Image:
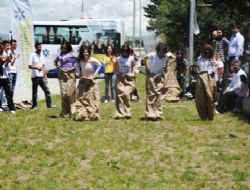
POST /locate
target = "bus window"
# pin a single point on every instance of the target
(62, 33)
(41, 34)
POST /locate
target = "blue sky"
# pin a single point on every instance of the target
(58, 9)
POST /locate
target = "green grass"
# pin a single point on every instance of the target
(39, 150)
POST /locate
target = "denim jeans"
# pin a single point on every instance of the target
(110, 80)
(12, 82)
(43, 83)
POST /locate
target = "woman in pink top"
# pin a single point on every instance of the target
(88, 98)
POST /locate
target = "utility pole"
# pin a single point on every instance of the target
(140, 29)
(82, 11)
(134, 25)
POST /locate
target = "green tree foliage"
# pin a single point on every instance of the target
(170, 18)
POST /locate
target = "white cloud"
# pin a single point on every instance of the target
(58, 9)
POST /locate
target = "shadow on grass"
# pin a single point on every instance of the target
(242, 116)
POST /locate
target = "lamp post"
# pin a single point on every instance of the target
(133, 25)
(82, 10)
(140, 29)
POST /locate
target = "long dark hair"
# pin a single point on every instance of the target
(81, 50)
(207, 51)
(112, 53)
(68, 45)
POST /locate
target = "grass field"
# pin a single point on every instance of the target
(39, 150)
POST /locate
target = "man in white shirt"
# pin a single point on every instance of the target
(4, 77)
(228, 97)
(12, 66)
(38, 76)
(236, 45)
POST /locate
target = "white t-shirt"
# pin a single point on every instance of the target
(13, 68)
(6, 69)
(87, 68)
(36, 60)
(125, 65)
(217, 66)
(156, 63)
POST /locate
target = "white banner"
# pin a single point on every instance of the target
(22, 29)
(150, 43)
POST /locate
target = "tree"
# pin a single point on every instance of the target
(170, 18)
* * * * * * *
TASK = Print the full listing above exactly. Pictures stay out of the copy.

PROBLEM SOLUTION =
Image:
POST /locate
target = "bus window"
# pin a single point on every instance of the target
(62, 33)
(41, 34)
POST /locate
target = "blue sky"
# pin a single point on every instance of the target
(58, 9)
POST /locate
target = "green grass"
# pin a single point on every instance of the target
(39, 150)
POST /locate
target = "denim jeans"
# pin a single point on every instance of the target
(110, 80)
(12, 82)
(43, 83)
POST /locate
target = "woman in pink top"
# pin a single point on every instance of the target
(88, 98)
POST /locate
target = "utility pole"
# pin a single point on every instance of the target
(140, 29)
(82, 11)
(134, 25)
POST /locate
target = "green tree foliage"
# pin a single point on every instance of the target
(170, 18)
POST /locate
target = "white cloud"
# pin a single point on every instance of the target
(58, 9)
POST /locate
target = "shadow on grass"
# pin a single point on every instance of the target
(242, 116)
POST /locate
target = "lamp post"
# pin a single point on every instance of the target
(133, 25)
(82, 10)
(140, 29)
POST /locate
target = "long dark hair"
# pin a single point on every instance of the target
(81, 50)
(207, 51)
(112, 53)
(68, 45)
POST /locate
target = "grass field"
# pin a single point on every instance of the target
(39, 150)
POST /locate
target = "man in white shirt"
# pin a single point on every instance of the target
(4, 77)
(228, 97)
(12, 66)
(38, 76)
(236, 45)
POST /locate
target = "white t-shirt"
# pin a single point on every instance of the target
(13, 68)
(6, 69)
(87, 68)
(36, 60)
(125, 65)
(217, 66)
(156, 63)
POST /locate
target = "white banner"
# pin a single point on every instance of the target
(22, 29)
(150, 43)
POST /locate
target = "tree"
# pin a single point on every instance of the target
(170, 18)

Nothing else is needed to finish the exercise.